Listing:
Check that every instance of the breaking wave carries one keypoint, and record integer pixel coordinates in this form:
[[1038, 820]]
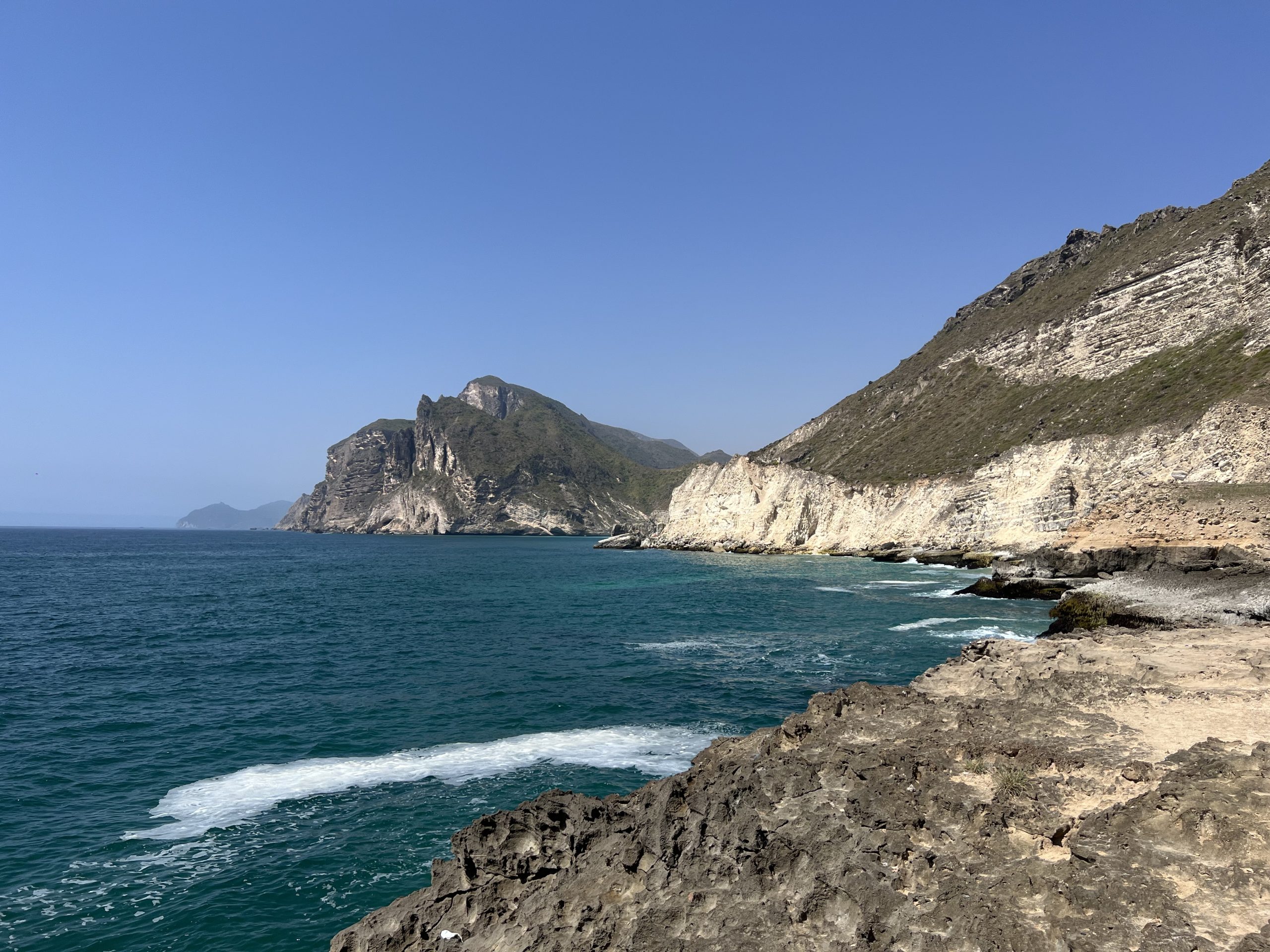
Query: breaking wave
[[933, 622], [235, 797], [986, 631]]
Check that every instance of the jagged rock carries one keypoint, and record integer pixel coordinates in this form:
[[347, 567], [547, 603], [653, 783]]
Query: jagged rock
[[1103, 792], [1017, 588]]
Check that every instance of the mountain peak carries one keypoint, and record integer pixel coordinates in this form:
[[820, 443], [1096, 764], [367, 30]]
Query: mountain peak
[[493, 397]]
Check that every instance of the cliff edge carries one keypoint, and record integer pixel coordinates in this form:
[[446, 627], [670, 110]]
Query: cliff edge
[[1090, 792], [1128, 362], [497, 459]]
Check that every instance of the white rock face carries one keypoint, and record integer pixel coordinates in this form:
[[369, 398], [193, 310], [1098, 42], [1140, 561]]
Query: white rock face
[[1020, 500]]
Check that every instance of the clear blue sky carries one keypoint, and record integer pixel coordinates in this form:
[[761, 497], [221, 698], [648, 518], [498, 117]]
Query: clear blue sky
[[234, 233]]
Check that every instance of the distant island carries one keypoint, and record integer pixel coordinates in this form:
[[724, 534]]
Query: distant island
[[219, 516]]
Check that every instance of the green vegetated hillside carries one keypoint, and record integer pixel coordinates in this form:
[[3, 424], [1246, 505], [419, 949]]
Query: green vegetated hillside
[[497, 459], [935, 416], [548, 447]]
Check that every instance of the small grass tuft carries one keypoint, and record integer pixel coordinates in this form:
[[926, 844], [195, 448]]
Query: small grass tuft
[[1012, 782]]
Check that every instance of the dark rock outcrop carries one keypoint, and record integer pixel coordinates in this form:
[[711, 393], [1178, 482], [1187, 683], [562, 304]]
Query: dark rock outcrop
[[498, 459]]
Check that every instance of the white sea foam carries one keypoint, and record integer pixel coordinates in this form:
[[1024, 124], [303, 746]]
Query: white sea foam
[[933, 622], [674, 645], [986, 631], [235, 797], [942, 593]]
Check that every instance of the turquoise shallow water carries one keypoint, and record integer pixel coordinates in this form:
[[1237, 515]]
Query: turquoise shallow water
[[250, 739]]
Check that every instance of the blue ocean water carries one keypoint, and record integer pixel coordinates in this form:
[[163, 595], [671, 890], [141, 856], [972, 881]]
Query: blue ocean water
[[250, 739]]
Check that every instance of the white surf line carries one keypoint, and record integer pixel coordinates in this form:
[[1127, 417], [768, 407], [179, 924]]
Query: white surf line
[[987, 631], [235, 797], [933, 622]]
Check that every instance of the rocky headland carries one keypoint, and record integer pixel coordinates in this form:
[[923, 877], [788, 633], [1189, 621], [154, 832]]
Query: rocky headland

Short exercise: Give the lines of the material above as a JSON list of strings, one string per line and no blank lines, from the start of the material through the line holding "[[234, 233]]", inclusive. Leave the pictures out.

Complete answer:
[
  "Check that every instance of the breaking wave carries one keypoint, and record integer pixel coordinates in this form:",
  "[[1038, 820]]",
  "Query: breaking wave",
  "[[933, 622], [235, 797], [986, 631]]",
  "Check that every instance of the jagged rock carries one keypoint, and record integer pixel coordinates in this form:",
  "[[347, 567], [547, 603], [653, 783]]",
  "Query: jagged rock",
  "[[1103, 792], [1017, 588]]",
  "Check that every instance of the mountain peak carries one keypoint, and record integer pixel coordinates in this form:",
  "[[820, 443], [1096, 764], [367, 30]]",
  "Query: mountain peak",
  "[[493, 397]]",
  "Check that every instance of the cliff edge carries one keypoint, and record integer pixel coordinates in this form:",
  "[[446, 627], [670, 110]]",
  "Query: cliff edge",
  "[[1090, 792], [1128, 362], [497, 459]]",
  "Check that every instance of the white rock face carries one keypoint, and record integer pixel coordinates in this form:",
  "[[369, 398], [193, 310], [1098, 42], [1140, 561]]",
  "Query: white rock face",
  "[[1020, 500]]",
  "Check that every instance of the clear blue sky carries one keypoint, and record integer pixel coordinates in this form:",
  "[[761, 497], [221, 698], [648, 518], [498, 117]]",
  "Query: clear blue sky",
  "[[234, 233]]"
]